--- START ---

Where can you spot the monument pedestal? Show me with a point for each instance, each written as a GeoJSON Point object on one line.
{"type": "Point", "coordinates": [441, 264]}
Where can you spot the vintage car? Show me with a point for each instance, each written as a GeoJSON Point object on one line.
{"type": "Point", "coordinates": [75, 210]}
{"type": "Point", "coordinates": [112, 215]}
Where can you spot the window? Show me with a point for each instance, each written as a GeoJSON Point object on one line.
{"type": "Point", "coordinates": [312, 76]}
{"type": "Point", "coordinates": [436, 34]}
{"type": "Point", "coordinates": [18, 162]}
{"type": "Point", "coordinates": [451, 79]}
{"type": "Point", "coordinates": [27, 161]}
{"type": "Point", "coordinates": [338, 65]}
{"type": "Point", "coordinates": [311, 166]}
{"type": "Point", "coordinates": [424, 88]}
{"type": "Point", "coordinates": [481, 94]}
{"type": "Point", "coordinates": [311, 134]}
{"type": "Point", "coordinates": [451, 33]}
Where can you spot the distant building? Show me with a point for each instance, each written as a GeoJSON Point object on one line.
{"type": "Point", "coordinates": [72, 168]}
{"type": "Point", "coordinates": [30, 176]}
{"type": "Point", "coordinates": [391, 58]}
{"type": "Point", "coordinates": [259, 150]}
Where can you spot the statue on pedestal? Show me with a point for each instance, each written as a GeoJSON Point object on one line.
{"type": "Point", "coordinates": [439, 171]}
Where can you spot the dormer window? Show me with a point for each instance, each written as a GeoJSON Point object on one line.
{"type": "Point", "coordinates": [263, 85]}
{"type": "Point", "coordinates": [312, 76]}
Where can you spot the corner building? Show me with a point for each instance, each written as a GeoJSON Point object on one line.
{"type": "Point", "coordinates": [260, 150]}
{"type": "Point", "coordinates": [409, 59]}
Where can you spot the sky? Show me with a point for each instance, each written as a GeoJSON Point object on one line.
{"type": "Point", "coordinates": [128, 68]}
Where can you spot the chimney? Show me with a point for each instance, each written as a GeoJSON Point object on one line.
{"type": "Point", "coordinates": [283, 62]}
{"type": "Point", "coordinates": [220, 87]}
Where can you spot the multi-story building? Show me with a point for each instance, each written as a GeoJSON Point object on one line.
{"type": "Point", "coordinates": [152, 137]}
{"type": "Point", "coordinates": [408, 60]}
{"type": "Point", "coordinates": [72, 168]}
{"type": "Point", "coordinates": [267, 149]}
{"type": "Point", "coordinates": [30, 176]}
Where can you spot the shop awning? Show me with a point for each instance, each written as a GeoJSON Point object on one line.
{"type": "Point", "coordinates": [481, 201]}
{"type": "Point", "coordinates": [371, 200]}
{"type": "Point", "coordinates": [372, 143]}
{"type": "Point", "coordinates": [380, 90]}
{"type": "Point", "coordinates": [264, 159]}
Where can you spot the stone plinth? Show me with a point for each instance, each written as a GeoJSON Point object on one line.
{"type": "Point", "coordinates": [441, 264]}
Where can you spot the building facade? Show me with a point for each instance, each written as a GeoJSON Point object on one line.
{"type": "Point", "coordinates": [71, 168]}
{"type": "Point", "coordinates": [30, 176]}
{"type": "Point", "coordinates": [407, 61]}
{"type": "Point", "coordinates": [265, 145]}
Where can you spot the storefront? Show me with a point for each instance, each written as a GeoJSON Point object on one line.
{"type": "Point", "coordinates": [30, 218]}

--- END ---

* Problem description:
Your answer must be the complete listing, retyped exactly.

* Response for this exercise:
Where can you spot the monument pedestal? Show me with a point for each instance, each written as a GeoJSON Point object on one line.
{"type": "Point", "coordinates": [441, 264]}
Where can you spot the vintage car? Show me with a point for each instance, each written as a GeoJSON Point object on one line.
{"type": "Point", "coordinates": [75, 210]}
{"type": "Point", "coordinates": [112, 215]}
Where can you spot the window? Show me with a point for each instance, each written as a GeoJSON Point object on one line.
{"type": "Point", "coordinates": [312, 76]}
{"type": "Point", "coordinates": [436, 34]}
{"type": "Point", "coordinates": [18, 162]}
{"type": "Point", "coordinates": [451, 79]}
{"type": "Point", "coordinates": [27, 161]}
{"type": "Point", "coordinates": [338, 65]}
{"type": "Point", "coordinates": [311, 166]}
{"type": "Point", "coordinates": [424, 88]}
{"type": "Point", "coordinates": [481, 94]}
{"type": "Point", "coordinates": [311, 134]}
{"type": "Point", "coordinates": [451, 33]}
Where can you spot the distant building? Show me with a point for each instance, each written as a GeoJSON Point object on one line.
{"type": "Point", "coordinates": [72, 168]}
{"type": "Point", "coordinates": [30, 176]}
{"type": "Point", "coordinates": [391, 58]}
{"type": "Point", "coordinates": [259, 150]}
Where can you spot the statue on pedestal? Show me with a point for each instance, each written as a GeoJSON Point object on one line.
{"type": "Point", "coordinates": [439, 171]}
Where can you spot the dormer window? Show me with a point for each instance, each written as a GeoJSON Point object on one line.
{"type": "Point", "coordinates": [263, 85]}
{"type": "Point", "coordinates": [312, 76]}
Where can you spot the corner building? Show me with a point for each instance, each written as a GeoJSON Point object on one line.
{"type": "Point", "coordinates": [260, 150]}
{"type": "Point", "coordinates": [409, 59]}
Where can you spot the sky? Show me with a point for each instance, each written as a GeoJSON Point object on one line.
{"type": "Point", "coordinates": [128, 68]}
Where can you spot the chimney? Show me with a point for each instance, each written as a GeoJSON Point object on one line.
{"type": "Point", "coordinates": [283, 62]}
{"type": "Point", "coordinates": [220, 87]}
Where can you spot the multi-story building? Show me with a point for each instance, each written as a GeoJSON Point object on one line.
{"type": "Point", "coordinates": [152, 137]}
{"type": "Point", "coordinates": [408, 60]}
{"type": "Point", "coordinates": [72, 168]}
{"type": "Point", "coordinates": [267, 149]}
{"type": "Point", "coordinates": [30, 176]}
Where can you spot the shop awning? Show me with a point for each instance, each written as a GeoJSON Point object on one line.
{"type": "Point", "coordinates": [481, 201]}
{"type": "Point", "coordinates": [371, 200]}
{"type": "Point", "coordinates": [372, 143]}
{"type": "Point", "coordinates": [380, 90]}
{"type": "Point", "coordinates": [264, 159]}
Where can you spot the stone plinth? Show me with a point for each instance, each written as a GeoJSON Point object on one line.
{"type": "Point", "coordinates": [441, 264]}
Where can you spot the building facade? Show me with a point for each instance, each written as a GeoJSON Point object on one line.
{"type": "Point", "coordinates": [71, 168]}
{"type": "Point", "coordinates": [30, 176]}
{"type": "Point", "coordinates": [407, 61]}
{"type": "Point", "coordinates": [265, 145]}
Where can you spot the storefront? Show me with a point for each instance, each written as a GeoJSON Point object on one line.
{"type": "Point", "coordinates": [30, 218]}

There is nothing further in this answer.